• _Trecho fornecido_
╭──

E, assim, definiram seus iguais como “os melhores” mais de 90% das vezes…
A partir dessa regra, a Reitoria da USP elaborou e disponibilizou uma lista de professores(as) PPI dos mais diversos campos de conhecimento em diversos lugares do Brasil para que pudessem ser convidados(as) a compor as bancas. A necessidade da existência dessa lista indica que boa parte dos(as) docentes que montam bancas para concursos na USP não conheciam, não tinham um conjunto de relações pessoais e nem profissionais com acadêmicos(as) PPI de seus campos de estudo.
Parece até um quadro de segregação racial. Se não conheciam, então não citavam nem incorporavam as produções e perspectivas desses(as) profissionais. Do alto do trono da excelência uspiana, eles(as) os(as) invisibilizavam. Ninguém acha isso agressivo?
Um outro elemento da recentemente adotada política de ação afirmativa para o cargo de docência na USP me inquieta. A equação matemática que define uma pontuação diferenciada para os(as) candidatos(as) PPI: “PD = (MCA – MCPPI)/MCPPI” – onde PD é a pontuação diferenciada, MCA é a média da ampla concorrência e MCPPI é a média da concorrência de pretos(as), pardos(as) e indígenas.
Calculada a PD, é necessário calcular a nota final do(a) candidato(a), e para isso se utiliza a fórmula: “NFCPPI = (1+PD) xNSCPPI”, onde NFCPPI é a nota final na fase do concurso público após a aplicação da PD, e NSCPPI é a nota simples do(a) candidato(a) que receberá a pontuação diferenciada. Entendeu?
Se não entendeu, tudo bem! Quase ninguém entende mesmo. Por isso a Reitoria já envia uma planilha onde as notas são adicionadas e os cálculos são efetuados automaticamente. Quem não entendeu nem precisa entender. Nem o(a) candidato(a) beneficiado(a). Mas o fato é que com PD ou sem PD, entendendo ou sem entender, a definição do(a) primeiro(a) colocado(a) não costuma ser surpresa para a banca que atribui as notas.
Mas, como eu disse de partida, matemática não é meu forte!
Talvez eu esteja agressivamente enganada.
Mas ainda assim, olho para essa fórmula e me pergunto: onde entra o trabalho escravizado nas plantações de café que constituíram o poderio econômico paulista sobre o qual a USP assenta o seu prestígio (chamemos de TEPCSP-USP)? Onde entram as terras indígenas roubadas (TIR)?

╰──

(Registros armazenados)

╭──

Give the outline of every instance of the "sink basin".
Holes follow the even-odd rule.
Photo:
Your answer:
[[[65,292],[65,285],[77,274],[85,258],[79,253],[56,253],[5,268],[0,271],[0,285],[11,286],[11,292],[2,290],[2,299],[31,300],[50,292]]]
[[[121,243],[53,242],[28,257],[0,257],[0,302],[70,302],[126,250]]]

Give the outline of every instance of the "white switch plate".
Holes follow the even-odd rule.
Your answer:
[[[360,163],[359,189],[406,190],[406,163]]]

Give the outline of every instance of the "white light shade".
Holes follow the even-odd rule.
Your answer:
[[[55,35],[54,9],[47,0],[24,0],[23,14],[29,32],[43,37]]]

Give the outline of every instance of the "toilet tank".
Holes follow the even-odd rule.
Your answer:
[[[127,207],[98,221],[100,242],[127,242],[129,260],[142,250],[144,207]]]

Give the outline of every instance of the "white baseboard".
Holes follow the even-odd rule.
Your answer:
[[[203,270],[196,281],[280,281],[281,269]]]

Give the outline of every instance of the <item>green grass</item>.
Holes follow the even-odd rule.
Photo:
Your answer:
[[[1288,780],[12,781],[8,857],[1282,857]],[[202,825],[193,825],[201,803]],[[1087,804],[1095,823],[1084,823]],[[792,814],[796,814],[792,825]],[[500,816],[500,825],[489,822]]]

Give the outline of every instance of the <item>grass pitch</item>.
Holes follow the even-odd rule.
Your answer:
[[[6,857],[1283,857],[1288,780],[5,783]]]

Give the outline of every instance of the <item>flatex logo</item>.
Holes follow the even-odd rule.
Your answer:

╰──

• _Ação necessária A_
Reescreva a parte do texto sobre concursos docentes na USP começando em "Se não entendeu, tudo" e seguindo até "indígenas roubadas (TIR)?", com "planilha" substituído por "tabela".
• _Ação necessária B_
Por favor, traduza para o inglês esta frase do texto sobre concursos docentes na USP: "Parece até um quadro de segregação racial."

• _Resposta A_
Se não entendeu, tudo bem! Quase ninguém entende mesmo. Por isso a Reitoria já envia uma tabela onde as notas são adicionadas e os cálculos são efetuados automaticamente. Quem não entendeu nem precisa entender. Nem o(a) candidato(a) beneficiado(a). Mas o fato é que com PD ou sem PD, entendendo ou sem entender, a definição do(a) primeiro(a) colocado(a) não costuma ser surpresa para a banca que atribui as notas.
Mas, como eu disse de partida, matemática não é meu forte!
Talvez eu esteja agressivamente enganada.
Mas ainda assim, olho para essa fórmula e me pergunto: onde entra o trabalho escravizado nas plantações de café que constituíram o poderio econômico paulista sobre o qual a USP assenta o seu prestígio (chamemos de TEPCSP-USP)? Onde entram as terras indígenas roubadas (TIR)?

• _Resposta B_
It even looks like a picture of racial segregation.